## Stated task
Convert every line of the entries below, from the line holding "the whale back" through the last line of the entries (both included), into a Markdown table with the columns Row and Line. Leave out blank lines.
---- Stored data
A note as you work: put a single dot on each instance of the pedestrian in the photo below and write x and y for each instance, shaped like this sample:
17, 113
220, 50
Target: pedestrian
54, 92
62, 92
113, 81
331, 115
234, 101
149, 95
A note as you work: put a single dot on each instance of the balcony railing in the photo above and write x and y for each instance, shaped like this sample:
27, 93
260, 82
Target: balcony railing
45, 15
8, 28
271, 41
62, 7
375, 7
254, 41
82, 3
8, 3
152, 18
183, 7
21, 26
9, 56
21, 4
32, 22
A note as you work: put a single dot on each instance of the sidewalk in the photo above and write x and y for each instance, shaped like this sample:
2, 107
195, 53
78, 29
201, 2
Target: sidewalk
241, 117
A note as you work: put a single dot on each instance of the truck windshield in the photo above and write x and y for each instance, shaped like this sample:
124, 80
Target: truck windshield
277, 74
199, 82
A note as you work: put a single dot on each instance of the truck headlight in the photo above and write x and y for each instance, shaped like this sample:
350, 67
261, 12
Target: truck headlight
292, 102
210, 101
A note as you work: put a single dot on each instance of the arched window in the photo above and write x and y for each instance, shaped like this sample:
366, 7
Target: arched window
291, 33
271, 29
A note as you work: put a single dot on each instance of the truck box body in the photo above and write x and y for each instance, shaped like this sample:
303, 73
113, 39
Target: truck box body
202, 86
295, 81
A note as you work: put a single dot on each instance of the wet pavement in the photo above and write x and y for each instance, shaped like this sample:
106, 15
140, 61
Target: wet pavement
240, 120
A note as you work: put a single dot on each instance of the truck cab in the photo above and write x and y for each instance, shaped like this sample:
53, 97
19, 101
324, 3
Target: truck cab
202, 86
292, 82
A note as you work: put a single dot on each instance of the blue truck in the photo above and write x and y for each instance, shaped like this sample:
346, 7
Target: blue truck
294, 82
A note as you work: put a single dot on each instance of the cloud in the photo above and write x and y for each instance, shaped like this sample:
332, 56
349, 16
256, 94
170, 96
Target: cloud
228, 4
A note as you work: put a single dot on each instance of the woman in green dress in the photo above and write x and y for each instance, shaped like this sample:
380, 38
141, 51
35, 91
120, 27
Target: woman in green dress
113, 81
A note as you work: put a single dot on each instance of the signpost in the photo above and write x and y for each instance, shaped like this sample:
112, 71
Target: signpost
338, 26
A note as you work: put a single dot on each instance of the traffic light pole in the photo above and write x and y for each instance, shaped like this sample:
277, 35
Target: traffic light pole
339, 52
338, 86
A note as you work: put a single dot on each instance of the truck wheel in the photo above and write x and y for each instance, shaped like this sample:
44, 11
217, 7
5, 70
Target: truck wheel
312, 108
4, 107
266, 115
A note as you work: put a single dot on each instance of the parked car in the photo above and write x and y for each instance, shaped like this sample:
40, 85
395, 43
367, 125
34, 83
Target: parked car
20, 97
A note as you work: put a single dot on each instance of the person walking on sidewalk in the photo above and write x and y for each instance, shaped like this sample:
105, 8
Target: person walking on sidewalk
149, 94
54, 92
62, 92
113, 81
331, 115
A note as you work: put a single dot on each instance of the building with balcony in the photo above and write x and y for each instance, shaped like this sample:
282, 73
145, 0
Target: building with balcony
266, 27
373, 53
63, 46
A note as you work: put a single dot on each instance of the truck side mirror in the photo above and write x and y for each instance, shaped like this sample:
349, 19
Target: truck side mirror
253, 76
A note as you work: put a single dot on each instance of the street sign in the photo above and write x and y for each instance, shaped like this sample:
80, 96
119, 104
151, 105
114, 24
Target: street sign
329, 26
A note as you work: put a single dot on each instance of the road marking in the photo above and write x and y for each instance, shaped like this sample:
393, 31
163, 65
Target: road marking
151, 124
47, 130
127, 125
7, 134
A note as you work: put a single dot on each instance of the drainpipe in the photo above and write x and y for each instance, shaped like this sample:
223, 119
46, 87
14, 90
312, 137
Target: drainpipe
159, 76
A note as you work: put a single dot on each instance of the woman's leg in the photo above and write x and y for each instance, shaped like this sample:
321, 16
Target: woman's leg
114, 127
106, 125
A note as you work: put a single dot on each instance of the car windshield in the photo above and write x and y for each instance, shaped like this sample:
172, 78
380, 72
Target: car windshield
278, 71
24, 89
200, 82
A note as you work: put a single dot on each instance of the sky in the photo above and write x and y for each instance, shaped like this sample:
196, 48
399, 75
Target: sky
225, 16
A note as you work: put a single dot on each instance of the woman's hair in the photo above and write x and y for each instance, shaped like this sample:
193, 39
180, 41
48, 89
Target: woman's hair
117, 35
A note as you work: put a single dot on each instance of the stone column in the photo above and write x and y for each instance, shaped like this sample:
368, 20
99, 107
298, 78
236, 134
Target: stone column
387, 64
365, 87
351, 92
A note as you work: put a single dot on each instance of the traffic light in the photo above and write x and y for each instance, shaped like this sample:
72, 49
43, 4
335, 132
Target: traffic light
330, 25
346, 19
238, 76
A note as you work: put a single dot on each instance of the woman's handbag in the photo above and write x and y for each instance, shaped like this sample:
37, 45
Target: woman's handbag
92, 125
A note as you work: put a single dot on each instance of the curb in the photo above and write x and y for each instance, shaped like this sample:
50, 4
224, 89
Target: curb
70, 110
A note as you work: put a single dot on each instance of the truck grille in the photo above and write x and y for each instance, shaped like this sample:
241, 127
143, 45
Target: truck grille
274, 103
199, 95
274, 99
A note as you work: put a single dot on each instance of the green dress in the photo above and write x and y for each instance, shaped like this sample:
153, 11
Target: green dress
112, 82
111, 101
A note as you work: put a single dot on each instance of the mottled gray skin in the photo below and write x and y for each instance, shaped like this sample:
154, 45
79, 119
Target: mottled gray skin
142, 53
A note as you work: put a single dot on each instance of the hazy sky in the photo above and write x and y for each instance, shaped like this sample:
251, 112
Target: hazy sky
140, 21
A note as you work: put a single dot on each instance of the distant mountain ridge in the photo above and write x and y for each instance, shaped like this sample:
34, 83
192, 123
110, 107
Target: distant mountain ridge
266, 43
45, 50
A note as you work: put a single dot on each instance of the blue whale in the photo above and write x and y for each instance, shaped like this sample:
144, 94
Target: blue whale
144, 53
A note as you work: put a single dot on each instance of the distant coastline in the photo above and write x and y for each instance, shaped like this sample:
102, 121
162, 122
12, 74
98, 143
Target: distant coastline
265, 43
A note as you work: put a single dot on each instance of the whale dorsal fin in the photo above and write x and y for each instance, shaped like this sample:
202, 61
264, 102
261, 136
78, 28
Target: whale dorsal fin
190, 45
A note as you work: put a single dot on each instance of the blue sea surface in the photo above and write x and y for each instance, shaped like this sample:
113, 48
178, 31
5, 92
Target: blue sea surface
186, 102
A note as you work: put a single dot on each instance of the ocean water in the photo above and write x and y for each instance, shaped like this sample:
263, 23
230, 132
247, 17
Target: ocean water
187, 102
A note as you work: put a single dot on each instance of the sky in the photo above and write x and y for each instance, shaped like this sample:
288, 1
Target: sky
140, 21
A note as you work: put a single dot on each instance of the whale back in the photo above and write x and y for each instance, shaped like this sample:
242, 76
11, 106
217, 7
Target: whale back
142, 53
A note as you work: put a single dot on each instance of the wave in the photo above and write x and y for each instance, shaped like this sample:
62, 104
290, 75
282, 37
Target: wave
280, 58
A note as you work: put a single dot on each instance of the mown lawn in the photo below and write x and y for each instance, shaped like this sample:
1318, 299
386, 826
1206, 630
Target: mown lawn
--------
## Answer to the task
| Row | Line |
|---|---|
| 1 | A note as you work: put a single dot on each instance of the whale back in the photo above and write x and y for each instance, shaped like this sample: |
| 2 | 242, 76 |
| 3 | 11, 106 |
| 4 | 217, 7 |
| 5 | Target: whale back |
| 6 | 142, 53 |
| 7 | A note as you work: put a single dot on each instance of the wave in the photo above and write x and y for each instance, shaped like this sample: |
| 8 | 62, 104 |
| 9 | 290, 75 |
| 10 | 282, 37 |
| 11 | Target: wave |
| 12 | 280, 58 |
| 13 | A note as you work: put a single dot on each instance of the mown lawn in the photo below and write x and y for each instance, shaped like this sample: |
| 14 | 1318, 299 |
| 15 | 386, 826 |
| 16 | 1206, 630 |
| 17 | Target: mown lawn |